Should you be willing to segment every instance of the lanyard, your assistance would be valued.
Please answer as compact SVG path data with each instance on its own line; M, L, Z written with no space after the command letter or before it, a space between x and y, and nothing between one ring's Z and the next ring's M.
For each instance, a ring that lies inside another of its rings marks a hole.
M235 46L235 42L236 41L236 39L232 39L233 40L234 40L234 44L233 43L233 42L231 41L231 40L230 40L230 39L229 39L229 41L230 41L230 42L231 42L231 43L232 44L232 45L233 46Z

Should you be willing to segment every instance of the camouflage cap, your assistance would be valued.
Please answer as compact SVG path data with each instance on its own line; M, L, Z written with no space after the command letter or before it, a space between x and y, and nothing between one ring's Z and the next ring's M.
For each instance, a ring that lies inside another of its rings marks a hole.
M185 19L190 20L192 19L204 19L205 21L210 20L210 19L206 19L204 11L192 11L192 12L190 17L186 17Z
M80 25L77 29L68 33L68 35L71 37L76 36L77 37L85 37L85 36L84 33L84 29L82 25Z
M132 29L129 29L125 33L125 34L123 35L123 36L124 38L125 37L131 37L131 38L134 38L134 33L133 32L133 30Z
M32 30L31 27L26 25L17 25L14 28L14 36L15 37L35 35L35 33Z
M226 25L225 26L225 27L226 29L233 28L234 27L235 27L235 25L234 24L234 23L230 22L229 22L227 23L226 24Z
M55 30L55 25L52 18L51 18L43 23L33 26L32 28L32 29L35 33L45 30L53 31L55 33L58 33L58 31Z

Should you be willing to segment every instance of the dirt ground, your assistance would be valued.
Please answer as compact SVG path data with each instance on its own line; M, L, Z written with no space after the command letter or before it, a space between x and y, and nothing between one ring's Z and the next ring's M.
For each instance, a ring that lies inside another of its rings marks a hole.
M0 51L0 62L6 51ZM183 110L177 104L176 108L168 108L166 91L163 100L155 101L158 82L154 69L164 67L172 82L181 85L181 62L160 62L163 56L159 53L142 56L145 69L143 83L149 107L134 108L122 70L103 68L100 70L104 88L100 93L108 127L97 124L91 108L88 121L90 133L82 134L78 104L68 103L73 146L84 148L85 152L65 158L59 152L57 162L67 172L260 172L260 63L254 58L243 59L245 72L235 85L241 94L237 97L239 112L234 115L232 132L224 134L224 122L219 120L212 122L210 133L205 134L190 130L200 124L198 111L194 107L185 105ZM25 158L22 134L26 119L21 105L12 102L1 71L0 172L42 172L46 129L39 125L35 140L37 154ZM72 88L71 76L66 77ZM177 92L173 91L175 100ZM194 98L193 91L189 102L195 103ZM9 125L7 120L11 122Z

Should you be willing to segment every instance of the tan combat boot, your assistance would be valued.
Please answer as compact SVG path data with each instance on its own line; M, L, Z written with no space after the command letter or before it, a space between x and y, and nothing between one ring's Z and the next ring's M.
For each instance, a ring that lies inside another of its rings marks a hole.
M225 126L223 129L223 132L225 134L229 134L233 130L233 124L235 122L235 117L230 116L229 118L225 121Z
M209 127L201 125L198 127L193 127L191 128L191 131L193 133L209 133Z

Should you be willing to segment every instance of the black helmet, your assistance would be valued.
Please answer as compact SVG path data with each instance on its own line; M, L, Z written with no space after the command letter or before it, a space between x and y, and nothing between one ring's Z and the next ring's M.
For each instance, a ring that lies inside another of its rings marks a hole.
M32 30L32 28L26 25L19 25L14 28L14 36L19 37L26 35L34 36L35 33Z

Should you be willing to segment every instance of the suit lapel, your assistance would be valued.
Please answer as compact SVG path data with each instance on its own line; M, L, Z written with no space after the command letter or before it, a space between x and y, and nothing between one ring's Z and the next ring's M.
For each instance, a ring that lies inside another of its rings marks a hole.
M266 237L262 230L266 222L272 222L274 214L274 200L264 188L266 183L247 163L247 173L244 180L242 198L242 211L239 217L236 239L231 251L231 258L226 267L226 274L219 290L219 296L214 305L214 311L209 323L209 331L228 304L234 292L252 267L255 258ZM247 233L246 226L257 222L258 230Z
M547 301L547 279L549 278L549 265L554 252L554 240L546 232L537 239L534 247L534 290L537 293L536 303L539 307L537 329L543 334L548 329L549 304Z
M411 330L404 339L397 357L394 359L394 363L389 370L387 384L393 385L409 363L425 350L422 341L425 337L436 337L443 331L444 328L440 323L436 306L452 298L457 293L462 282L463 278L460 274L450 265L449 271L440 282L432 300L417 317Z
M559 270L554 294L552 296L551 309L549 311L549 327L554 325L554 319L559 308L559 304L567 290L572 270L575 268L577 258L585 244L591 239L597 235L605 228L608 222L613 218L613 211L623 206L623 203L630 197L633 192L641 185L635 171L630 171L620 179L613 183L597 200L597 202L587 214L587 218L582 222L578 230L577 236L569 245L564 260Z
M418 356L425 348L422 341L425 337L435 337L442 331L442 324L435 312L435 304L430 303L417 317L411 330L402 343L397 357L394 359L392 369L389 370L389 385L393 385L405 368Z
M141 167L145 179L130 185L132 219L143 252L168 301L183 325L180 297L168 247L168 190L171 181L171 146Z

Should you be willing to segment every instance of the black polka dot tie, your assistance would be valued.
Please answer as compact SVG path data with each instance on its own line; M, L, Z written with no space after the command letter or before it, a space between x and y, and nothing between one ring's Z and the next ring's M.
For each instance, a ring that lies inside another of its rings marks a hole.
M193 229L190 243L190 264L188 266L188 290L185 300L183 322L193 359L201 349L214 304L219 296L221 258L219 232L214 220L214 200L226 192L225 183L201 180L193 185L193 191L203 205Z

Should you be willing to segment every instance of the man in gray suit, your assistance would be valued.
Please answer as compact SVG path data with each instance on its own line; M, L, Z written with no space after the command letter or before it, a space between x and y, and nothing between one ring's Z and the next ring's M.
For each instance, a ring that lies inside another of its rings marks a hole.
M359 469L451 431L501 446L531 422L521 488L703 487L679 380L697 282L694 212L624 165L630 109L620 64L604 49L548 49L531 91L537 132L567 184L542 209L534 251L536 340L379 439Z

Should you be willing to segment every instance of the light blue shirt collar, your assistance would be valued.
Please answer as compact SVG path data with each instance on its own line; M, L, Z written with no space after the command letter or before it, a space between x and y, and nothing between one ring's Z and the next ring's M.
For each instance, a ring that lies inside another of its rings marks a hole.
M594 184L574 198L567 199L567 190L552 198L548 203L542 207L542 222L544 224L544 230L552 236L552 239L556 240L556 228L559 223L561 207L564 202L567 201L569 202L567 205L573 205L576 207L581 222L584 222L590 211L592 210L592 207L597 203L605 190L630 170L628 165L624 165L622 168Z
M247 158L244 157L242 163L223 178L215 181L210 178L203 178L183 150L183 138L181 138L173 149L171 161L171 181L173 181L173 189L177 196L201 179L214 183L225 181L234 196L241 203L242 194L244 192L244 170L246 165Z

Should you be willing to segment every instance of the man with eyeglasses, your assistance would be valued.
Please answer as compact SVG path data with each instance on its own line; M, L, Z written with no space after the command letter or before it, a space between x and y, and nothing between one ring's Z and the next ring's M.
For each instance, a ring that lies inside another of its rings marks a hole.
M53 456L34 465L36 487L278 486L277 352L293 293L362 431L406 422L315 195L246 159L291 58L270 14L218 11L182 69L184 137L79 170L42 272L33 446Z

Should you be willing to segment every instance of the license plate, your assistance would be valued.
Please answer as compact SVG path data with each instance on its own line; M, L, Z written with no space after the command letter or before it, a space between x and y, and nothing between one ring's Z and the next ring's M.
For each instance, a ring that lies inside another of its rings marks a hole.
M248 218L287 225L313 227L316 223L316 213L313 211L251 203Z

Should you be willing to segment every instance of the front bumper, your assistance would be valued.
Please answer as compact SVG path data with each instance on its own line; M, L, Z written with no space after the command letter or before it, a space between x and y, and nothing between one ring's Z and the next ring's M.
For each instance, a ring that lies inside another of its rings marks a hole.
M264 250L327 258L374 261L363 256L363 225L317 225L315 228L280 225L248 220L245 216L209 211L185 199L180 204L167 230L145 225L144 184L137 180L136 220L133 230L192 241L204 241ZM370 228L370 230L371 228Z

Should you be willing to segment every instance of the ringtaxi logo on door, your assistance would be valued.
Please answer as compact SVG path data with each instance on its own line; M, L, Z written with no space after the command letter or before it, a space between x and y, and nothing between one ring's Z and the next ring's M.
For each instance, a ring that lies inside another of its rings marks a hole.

__________________________________________________

• **Aim of the exercise**
Repeat, without change, each line of the data above from the one that contains "Should you be willing to segment every instance of the ringtaxi" through the final line, counting both.

• **Written solution**
Should you be willing to segment every instance of the ringtaxi logo on door, your assistance would be valued.
Please answer as compact SVG path data with each instance on its own line; M, L, Z written with no space after the command letter or before it, a space between x and y, and nothing between one ring's Z and the next ring's M.
For each instance, a ring that lies inside another of its rings marks a hole.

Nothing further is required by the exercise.